◆ Tasks and exercises ◆
(1) Answer these questions using the editorial on Otsego County's pandemic year:
(a) How many FTEs did the county reps lay off?
(b) Who led the county Health Department as Public Health Director?
(c) Under what committee's banner did Oneonta Mayor Gary Herzig rally the community?
(2) Extend the editorial on Otsego County's year of the pandemic, starting right after its final sentence about outdoor dining on Main Street.

◆ Text excerpt ◆
..........

Despite the chilling toll – 3,483 COVID-19 cases and 54 deaths – Otsego County people, our neighbors, friends and family, have a lot to be proud of as we ended The Year of The Pandemic on Monday, March 15, we found in revisiting the last 52 editions of this newspaper.
Throughout, there was worry, dismay and grief in the face of the implacable and mysterious foe, but little panic. In reviewing the newspapers, there was, and is, much determination, focus and purpose among our neighbors and our community leaders.
At the county level, board Chairman David Bliss promptly issued an emergency declaration on Friday, March 15, 2020, that outlined many of the steps that have marked our lives since then. Going forward from there, the county board was tough and visionary in the face of disappearing sales- and bed-tax revenues.
The reps laid off 59 FTEs, no fun for anyone. Then – guided by county Treasurer Allen Ruffles – they assembled a plan based on historically low-interest loans and fast-tracking roadwork, which the state CHIPS program still reimburses, to ensure solvency. When President Biden’s $11 million stimulus allocation was announced in recent days, it was appreciated at 197 Main, but not essential.
On a parallel track, county Health Department rallied under Public Health Director Heidi Bond, doing the COVID testing and contact tracing that – along with masks and social distancing – have been central in controlling the disease to the extent we have.
She was already heralded as this newspaper’s 2020 Citizen of the Year, but not enough appreciation can be expressed to her team’s hard work and accomplishment.
Bassett Hospital was fast off the mark, with then-President/CEO Bill Streck immediately announcing a COVID Hotline to answer people’s questions and, when necessary, hurrying those infected into treatment, part of an extensive planning process that had begun in January. The hospital, as you would expect, has been central to the anti-COVID fight.
Slowed at first by the lack of COVID vaccine, Bassett’s new President/CEO Tommy Ibrahim announced this past Tuesday that a daily vaccination clinic will be launched this Thursday, the 18th,
and be ongoing for the next two months. That’s as ambitious a plan as it is necessary.
In Oneonta, six-year Mayor Gary Herzig rallied the community under the banner of the Survive, Then Thrive Committee, which – among other things – organized outdoor dining on Main Street during summer weekends, a morale builder for sheltering citizens.

..........

◆ Source material ◆
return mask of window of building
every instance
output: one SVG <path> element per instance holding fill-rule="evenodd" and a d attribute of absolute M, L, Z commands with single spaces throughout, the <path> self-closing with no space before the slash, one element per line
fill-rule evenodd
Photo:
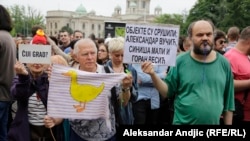
<path fill-rule="evenodd" d="M 144 8 L 144 9 L 146 8 L 146 2 L 145 1 L 142 2 L 142 8 Z"/>
<path fill-rule="evenodd" d="M 85 29 L 85 23 L 82 23 L 82 29 Z"/>

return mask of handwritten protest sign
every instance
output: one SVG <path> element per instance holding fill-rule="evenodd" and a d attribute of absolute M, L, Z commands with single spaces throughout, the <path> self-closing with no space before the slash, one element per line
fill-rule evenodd
<path fill-rule="evenodd" d="M 123 62 L 174 66 L 178 39 L 178 25 L 126 24 Z"/>
<path fill-rule="evenodd" d="M 50 45 L 20 44 L 18 58 L 22 63 L 50 64 Z"/>

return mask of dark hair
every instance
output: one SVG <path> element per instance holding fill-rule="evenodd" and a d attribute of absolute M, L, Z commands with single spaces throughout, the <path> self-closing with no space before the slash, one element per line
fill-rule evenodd
<path fill-rule="evenodd" d="M 38 29 L 43 29 L 43 27 L 40 26 L 40 25 L 34 25 L 34 26 L 32 26 L 32 28 L 31 28 L 32 37 L 34 37 L 34 36 L 36 35 L 36 31 L 37 31 Z"/>
<path fill-rule="evenodd" d="M 74 49 L 74 46 L 76 44 L 77 41 L 79 41 L 80 39 L 76 39 L 70 42 L 69 46 L 71 47 L 71 49 Z"/>
<path fill-rule="evenodd" d="M 95 39 L 96 39 L 96 38 L 95 38 L 95 34 L 94 34 L 94 33 L 90 34 L 90 35 L 89 35 L 89 38 L 92 39 L 93 41 L 95 41 Z"/>
<path fill-rule="evenodd" d="M 214 32 L 214 42 L 216 42 L 216 41 L 217 41 L 218 39 L 220 39 L 220 38 L 226 39 L 226 34 L 225 34 L 223 31 L 217 29 L 217 30 Z"/>
<path fill-rule="evenodd" d="M 228 38 L 232 40 L 238 40 L 240 35 L 240 29 L 237 26 L 230 27 L 227 31 Z"/>
<path fill-rule="evenodd" d="M 13 28 L 11 17 L 7 9 L 0 5 L 0 29 L 10 32 Z"/>
<path fill-rule="evenodd" d="M 184 36 L 180 36 L 180 37 L 179 37 L 179 49 L 180 49 L 181 51 L 185 51 L 184 48 L 183 48 L 183 42 L 184 42 L 184 40 L 185 40 L 185 37 L 184 37 Z"/>
<path fill-rule="evenodd" d="M 193 27 L 194 27 L 194 25 L 195 25 L 197 22 L 199 22 L 199 21 L 206 21 L 206 22 L 208 22 L 208 23 L 212 26 L 213 31 L 214 31 L 214 24 L 213 24 L 212 21 L 210 21 L 210 20 L 198 20 L 198 21 L 192 22 L 192 23 L 188 26 L 188 30 L 187 30 L 188 37 L 192 37 Z"/>
<path fill-rule="evenodd" d="M 241 40 L 249 40 L 250 39 L 250 26 L 245 27 L 240 33 Z"/>
<path fill-rule="evenodd" d="M 56 43 L 56 45 L 58 45 L 58 39 L 55 36 L 49 36 L 49 37 Z"/>

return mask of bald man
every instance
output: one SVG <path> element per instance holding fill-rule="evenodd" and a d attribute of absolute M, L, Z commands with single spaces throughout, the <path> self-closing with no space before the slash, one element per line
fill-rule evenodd
<path fill-rule="evenodd" d="M 165 80 L 155 73 L 151 62 L 144 62 L 148 73 L 163 97 L 175 97 L 173 124 L 232 124 L 234 84 L 230 64 L 213 50 L 214 26 L 199 20 L 190 24 L 188 36 L 193 47 L 179 55 Z"/>

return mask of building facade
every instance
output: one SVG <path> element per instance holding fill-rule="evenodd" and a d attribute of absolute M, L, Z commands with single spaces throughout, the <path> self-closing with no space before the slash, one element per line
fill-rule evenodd
<path fill-rule="evenodd" d="M 61 28 L 67 26 L 73 31 L 81 30 L 85 36 L 95 34 L 96 37 L 105 38 L 105 21 L 150 23 L 156 16 L 162 14 L 160 6 L 154 9 L 154 14 L 150 14 L 150 0 L 126 0 L 126 13 L 122 14 L 121 11 L 121 7 L 117 5 L 110 17 L 96 15 L 93 10 L 87 12 L 82 4 L 75 11 L 47 11 L 46 33 L 57 36 Z"/>

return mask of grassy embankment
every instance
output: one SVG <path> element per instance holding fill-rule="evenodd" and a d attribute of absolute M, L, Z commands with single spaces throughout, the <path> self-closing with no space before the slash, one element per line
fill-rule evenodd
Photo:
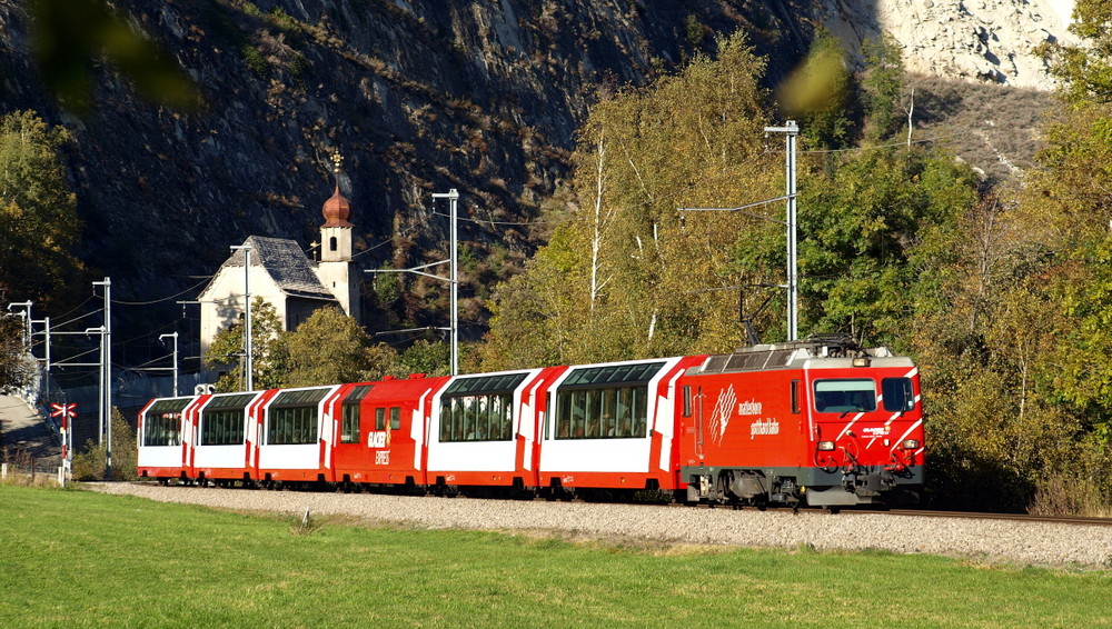
<path fill-rule="evenodd" d="M 368 497 L 368 499 L 373 499 Z M 1095 627 L 1112 570 L 617 547 L 0 486 L 7 627 Z"/>

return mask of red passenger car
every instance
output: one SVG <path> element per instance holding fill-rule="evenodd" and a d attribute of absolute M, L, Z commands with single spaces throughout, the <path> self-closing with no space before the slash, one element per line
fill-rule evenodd
<path fill-rule="evenodd" d="M 838 508 L 914 501 L 923 482 L 919 371 L 844 340 L 744 348 L 681 379 L 688 500 Z"/>

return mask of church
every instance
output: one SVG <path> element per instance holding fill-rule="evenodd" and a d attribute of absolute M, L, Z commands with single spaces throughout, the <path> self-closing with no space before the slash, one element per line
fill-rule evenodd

..........

◆ Your responses ◆
(1)
(a) 59
(b) Heidi Bond
(c) The Survive, Then Thrive Committee

(2)
The mayor helped bring SUNY Oneonta to account when a lack of rigor allowed runaway infections – more than 700 in one week – to get out of control. He quickly firmed up relations with the new COVID-fighting president, Dennis Craig, and his liaison to the city, Franklin Chambers, to ensure what could be done to limit the scourge would be done.
In Cooperstown, Mayor Ellen Tillapaugh Kuch, cheered on by Trustee Richard Sternberg, enacted the Masks on Main program, requiring tourists and residents alike to follow COVID-fighting practices on cramped sidewalks between Fair and Chestnut streets.
Her “Porch Lights for Support” program ensured frontline workers wouldn’t be driving home through darkened streets from long shifts at Bassett. That was extended when homeowners kept their Christmas lights on for months after the holiday season – in some cases, even until today.
The new Community Foundation of Otsego County, launched ahead of schedule to join the COVID fight, has been bashful about promoting its efforts. But, to mention just one, it launched a phone bank of volunteers a few weeks ago that helped connect seniors lacking computers with vaccination sites. Hundreds of our neighbors benefited from this sensible, low-cost initiative.
What was notable in the first few months of the newspapers over The Pandemic Year was hope. You may remember, infections tailed off last May, only to rebound in July. But even
12 months since Bliss’ emergency declaration, you see no indications of despair. We’re grinding it out. We’re going to get through this and come back stronger.
A plea: As we near the end, don’t flag, continue to follow the proscribed precautions – masks and social distancing, in particular. And, please, if you have a chance to get the vaccine, take it.
No one wants to be the last person in Otsego County to die of COVID-19.